**ASSIGNMENT**
Read through the records. Copy each line that has the word "stem".
__________
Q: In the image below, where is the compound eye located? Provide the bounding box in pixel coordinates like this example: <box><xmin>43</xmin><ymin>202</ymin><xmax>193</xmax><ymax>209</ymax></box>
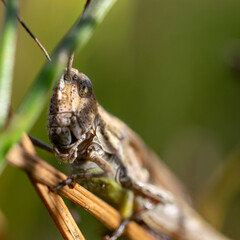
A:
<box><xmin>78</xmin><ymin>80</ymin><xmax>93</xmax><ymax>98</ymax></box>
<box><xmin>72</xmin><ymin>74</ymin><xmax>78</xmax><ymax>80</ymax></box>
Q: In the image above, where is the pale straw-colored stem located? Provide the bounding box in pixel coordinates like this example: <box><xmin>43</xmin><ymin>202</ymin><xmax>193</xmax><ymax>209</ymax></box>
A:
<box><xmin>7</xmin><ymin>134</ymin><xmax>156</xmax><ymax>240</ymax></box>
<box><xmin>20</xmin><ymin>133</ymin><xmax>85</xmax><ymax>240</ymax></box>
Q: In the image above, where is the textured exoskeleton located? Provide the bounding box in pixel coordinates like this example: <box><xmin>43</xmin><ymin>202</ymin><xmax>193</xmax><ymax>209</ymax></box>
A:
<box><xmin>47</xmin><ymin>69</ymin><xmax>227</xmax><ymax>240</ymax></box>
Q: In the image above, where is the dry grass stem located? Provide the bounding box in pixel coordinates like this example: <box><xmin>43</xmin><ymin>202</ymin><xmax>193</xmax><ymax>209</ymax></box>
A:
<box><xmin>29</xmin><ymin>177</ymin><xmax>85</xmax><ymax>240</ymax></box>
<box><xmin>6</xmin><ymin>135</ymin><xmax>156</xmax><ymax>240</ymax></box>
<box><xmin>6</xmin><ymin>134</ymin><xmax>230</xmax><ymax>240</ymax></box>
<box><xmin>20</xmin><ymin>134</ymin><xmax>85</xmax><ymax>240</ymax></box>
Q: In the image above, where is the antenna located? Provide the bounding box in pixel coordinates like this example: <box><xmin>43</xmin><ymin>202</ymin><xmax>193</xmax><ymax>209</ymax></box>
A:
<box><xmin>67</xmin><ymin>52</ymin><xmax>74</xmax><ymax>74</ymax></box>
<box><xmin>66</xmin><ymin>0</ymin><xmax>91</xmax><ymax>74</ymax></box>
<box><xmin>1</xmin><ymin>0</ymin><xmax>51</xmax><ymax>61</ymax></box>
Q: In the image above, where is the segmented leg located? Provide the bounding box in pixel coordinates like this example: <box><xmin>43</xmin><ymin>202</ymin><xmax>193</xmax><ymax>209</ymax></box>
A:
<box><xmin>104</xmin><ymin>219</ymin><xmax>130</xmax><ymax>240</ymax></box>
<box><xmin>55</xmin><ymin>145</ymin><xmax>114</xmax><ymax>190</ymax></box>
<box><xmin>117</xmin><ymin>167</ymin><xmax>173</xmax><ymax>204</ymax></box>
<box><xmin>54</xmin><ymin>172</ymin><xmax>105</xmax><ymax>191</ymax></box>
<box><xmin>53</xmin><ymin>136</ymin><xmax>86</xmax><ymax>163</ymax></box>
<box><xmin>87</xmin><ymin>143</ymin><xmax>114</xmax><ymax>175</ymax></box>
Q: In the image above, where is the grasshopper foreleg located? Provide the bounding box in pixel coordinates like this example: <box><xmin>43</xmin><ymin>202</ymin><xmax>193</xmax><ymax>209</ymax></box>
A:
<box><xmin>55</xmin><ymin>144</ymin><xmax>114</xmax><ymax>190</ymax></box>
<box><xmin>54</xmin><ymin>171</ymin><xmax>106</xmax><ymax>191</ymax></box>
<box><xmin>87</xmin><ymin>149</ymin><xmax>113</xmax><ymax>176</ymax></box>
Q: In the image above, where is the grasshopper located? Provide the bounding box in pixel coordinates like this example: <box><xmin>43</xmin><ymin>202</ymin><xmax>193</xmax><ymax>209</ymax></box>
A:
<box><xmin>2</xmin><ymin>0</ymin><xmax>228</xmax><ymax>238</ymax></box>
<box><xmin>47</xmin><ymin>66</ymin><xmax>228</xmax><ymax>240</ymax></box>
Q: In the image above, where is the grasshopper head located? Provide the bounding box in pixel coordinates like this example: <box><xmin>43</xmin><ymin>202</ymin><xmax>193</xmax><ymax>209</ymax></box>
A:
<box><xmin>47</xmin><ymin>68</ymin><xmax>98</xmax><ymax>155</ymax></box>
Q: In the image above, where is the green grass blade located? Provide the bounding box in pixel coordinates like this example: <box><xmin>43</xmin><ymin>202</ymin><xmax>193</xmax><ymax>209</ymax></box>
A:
__________
**ANSWER TO THIS PROBLEM**
Q: In the image above, where is the pale straw-colored stem located? Provide the bounding box in pixel coordinates like this example: <box><xmin>43</xmin><ymin>202</ymin><xmax>193</xmax><ymax>209</ymax></box>
Q: In the image above, where is the dry grass stem located? Provide the bounding box in pixel coordinates like this example: <box><xmin>43</xmin><ymin>202</ymin><xmax>193</xmax><ymax>209</ymax></box>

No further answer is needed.